◆ Prompt: Pick up the passage about federal efforts to curb opioid prescribing after its final sentence and continue it.

◆ Exercise passage:
As early as December 2008, the Pain Care Forum was developing a strategy to “inform the process” at the FDA, according to meeting minutes from the American Pain Foundation. Feedback poured in about how burdensome and disruptive it would be for the FDA to require certification for opioid prescribers.

“You can’t imagine the bitter screeds we hear from the prescribing community about the paperwork involved,” said Dr. Janet Woodcock, head of the FDA’s drug center. She added that the opioid crisis fundamentally stems from individual prescribing decisions, saying, “We don’t regulate medical practice.”

In the last two years, the FDA has placed several limitations on opioids, including adding new bolded warnings to immediate-release opioids such as Vicodin and Percocet. Prescriber training remains optional.

Currently, states such as Massachusetts are imposing their own physician-training requirements, a development that Katz attributes to a lack of federal action.

Charting a ‘Safer Course’

Gloucester, Mass., Police Chief Leonard Campanello, outside the White House after meeting with senior Obama administration officials to discuss the urgent need for resources to address the nationwide prescription opioid and heroin epidemic, on Jul 6, 2016. (AP Photo/Carolyn Kaster)
Gloucester, Mass., Police Chief Leonard Campanello, outside the White House after meeting with senior Obama administration officials to discuss the urgent need for resources to address the nationwide prescription opioid and heroin epidemic, on Jul 6, 2016. (AP Photo/Carolyn Kaster)

It was a federal agency hundreds of miles from Washington that finally sidestepped the influence of the pain care lobbyists.

The Centers for Disease Control and Prevention, located in Atlanta, overcame threats of congressional investigation and legal action to publish the first federal guidelines intended to reduce opioid prescribing earlier this year.

Essentially, the agency said the risks of painkillers greatly outweigh the benefits for the vast majority of patients with routine chronic pain. Instead, the guidelines said, doctors should consider alternatives like non-opioid pain relievers and physical therapy.

[Images for object localization]

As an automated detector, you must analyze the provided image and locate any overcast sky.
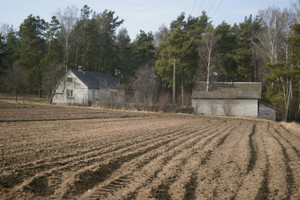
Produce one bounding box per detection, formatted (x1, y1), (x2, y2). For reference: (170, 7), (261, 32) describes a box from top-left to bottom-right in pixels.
(0, 0), (295, 39)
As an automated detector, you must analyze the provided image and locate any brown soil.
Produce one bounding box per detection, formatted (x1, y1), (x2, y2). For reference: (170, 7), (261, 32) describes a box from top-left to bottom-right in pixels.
(0, 102), (300, 200)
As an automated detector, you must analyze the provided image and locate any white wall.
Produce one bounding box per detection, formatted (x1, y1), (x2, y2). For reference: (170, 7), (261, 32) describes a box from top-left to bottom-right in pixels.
(52, 71), (88, 105)
(192, 99), (258, 117)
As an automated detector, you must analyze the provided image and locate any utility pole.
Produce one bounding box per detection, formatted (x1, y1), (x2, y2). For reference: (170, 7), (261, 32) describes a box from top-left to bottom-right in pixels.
(172, 58), (176, 112)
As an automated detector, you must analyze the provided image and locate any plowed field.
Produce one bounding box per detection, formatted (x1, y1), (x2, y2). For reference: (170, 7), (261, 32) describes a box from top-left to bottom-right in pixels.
(0, 102), (300, 200)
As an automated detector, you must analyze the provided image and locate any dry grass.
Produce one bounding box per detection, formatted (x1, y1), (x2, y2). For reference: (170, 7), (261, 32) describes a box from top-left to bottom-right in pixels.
(0, 101), (300, 200)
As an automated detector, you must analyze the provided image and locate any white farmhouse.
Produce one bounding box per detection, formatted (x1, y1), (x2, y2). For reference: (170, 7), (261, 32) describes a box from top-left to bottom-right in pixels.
(52, 67), (124, 105)
(192, 82), (276, 121)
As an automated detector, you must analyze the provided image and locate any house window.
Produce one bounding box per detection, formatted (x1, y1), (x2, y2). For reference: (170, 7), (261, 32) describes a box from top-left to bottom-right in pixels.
(67, 77), (73, 83)
(67, 90), (74, 99)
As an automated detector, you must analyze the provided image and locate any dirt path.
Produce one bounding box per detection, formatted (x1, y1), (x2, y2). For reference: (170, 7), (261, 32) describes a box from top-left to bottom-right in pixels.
(0, 102), (300, 200)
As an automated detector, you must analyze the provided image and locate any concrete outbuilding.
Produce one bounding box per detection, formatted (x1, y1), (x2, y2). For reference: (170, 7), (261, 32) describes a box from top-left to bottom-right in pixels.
(192, 82), (276, 121)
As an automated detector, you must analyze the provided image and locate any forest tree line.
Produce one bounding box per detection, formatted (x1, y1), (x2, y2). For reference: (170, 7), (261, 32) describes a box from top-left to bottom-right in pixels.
(0, 3), (300, 121)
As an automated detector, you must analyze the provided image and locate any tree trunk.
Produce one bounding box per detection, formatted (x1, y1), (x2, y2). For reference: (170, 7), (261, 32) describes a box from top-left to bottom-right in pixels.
(285, 81), (293, 121)
(206, 50), (211, 92)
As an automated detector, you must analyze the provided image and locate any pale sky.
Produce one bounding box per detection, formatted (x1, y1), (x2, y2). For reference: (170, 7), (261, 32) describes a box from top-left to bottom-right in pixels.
(0, 0), (295, 40)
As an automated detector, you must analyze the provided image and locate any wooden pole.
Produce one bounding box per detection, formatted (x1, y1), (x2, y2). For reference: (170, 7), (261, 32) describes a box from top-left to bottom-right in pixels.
(172, 58), (176, 112)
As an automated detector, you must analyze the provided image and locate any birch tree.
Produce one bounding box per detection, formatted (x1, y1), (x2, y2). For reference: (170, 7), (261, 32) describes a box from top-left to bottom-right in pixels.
(251, 7), (284, 63)
(198, 24), (217, 92)
(56, 6), (78, 72)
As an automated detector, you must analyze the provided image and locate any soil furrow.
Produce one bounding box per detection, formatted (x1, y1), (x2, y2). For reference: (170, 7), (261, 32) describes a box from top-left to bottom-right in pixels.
(79, 122), (230, 198)
(84, 121), (237, 199)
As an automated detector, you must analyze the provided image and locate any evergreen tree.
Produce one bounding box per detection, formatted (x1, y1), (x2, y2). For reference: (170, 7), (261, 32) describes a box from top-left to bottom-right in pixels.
(132, 30), (155, 70)
(19, 15), (47, 96)
(116, 28), (134, 83)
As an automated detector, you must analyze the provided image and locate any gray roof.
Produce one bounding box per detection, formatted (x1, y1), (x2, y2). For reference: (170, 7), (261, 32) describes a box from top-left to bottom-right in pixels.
(192, 82), (262, 99)
(71, 70), (117, 89)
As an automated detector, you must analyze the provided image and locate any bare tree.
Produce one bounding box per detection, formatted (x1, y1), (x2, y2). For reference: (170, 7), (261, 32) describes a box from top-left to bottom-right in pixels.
(291, 0), (300, 23)
(56, 6), (78, 72)
(154, 24), (170, 47)
(251, 7), (284, 63)
(131, 65), (158, 106)
(4, 62), (23, 102)
(198, 24), (217, 92)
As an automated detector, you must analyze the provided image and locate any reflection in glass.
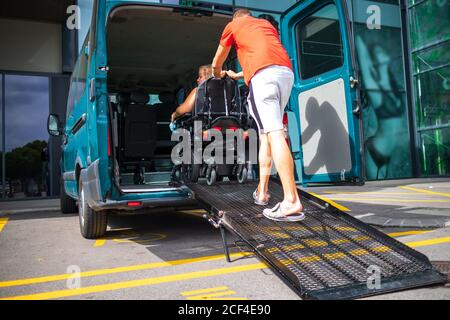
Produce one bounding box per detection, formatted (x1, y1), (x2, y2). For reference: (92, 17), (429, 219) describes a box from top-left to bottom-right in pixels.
(5, 75), (49, 198)
(352, 0), (412, 180)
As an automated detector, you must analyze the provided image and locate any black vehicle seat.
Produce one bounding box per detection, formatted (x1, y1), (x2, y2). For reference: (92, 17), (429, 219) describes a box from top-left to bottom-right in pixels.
(194, 78), (237, 115)
(153, 91), (177, 154)
(122, 91), (157, 183)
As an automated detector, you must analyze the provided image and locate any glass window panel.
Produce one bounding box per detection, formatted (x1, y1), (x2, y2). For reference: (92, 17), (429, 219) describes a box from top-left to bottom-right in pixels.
(296, 4), (344, 79)
(414, 67), (450, 128)
(412, 40), (450, 73)
(351, 0), (412, 180)
(409, 0), (450, 50)
(5, 75), (49, 198)
(420, 128), (450, 176)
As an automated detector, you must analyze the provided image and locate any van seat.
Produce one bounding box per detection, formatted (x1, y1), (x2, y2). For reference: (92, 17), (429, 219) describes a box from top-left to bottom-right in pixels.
(153, 91), (177, 154)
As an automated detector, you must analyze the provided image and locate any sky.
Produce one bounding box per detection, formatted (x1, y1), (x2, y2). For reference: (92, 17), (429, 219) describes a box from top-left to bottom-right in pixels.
(5, 75), (49, 152)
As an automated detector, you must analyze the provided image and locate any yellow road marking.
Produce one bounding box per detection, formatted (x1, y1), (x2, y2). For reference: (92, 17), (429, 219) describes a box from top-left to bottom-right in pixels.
(0, 252), (251, 288)
(0, 218), (8, 232)
(387, 230), (431, 238)
(94, 239), (106, 247)
(400, 186), (450, 197)
(187, 290), (236, 300)
(181, 286), (228, 297)
(0, 263), (266, 300)
(310, 192), (351, 212)
(324, 191), (414, 195)
(330, 197), (450, 203)
(406, 237), (450, 248)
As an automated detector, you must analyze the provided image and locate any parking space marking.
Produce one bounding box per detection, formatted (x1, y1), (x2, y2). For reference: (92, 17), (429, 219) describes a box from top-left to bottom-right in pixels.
(328, 197), (450, 203)
(405, 237), (450, 248)
(181, 287), (247, 300)
(310, 192), (351, 212)
(0, 263), (267, 300)
(387, 230), (431, 238)
(0, 218), (9, 232)
(400, 186), (450, 197)
(0, 252), (252, 288)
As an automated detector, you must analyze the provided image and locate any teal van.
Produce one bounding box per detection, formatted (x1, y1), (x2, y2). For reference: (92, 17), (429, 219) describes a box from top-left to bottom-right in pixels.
(48, 0), (363, 238)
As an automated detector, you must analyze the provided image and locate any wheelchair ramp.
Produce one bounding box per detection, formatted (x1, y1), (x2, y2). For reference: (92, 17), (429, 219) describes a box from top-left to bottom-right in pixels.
(187, 181), (446, 299)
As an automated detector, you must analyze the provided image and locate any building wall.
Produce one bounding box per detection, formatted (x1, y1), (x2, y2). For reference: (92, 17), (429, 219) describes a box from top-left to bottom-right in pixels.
(407, 0), (450, 176)
(0, 19), (62, 73)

◆ Output for this exercise:
For more than 15 years, CDC officials have tracked the precipitous rise in painkiller overdoses, which has been followed by a similar surge in heroin deaths. The CDC called the painkiller trend an epidemic in 2011, pushing Washington officials to do the same. The agency’s director, Dr. Tom Frieden, labeled opioids “dangerous medications” that “should be reserved for situations like severe cancer pain.”

When the CDC drafted its opioid guidelines, it moved quickly and quietly, initially giving outside groups just 48 hours to comment on draft guidelines distributed last September.

Opioid proponents said the guidelines were not based on solid evidence and criticized the CDC for not disclosing outside experts who had advised the effort, alleging that they included physicians who were biased against painkillers, but House committee staffers said a probe did not uncover any violations. Some of the most vigorous pushback came from Pain Care Forum affiliates embedded in the federal system, who had received payments or positions paid by Purdue. 

One week after the NIH panel’s critique, the CDC said it would delay finalizing its guidelines to allow more public comment and released a list of advisers. 

In March, the final guidelines appeared.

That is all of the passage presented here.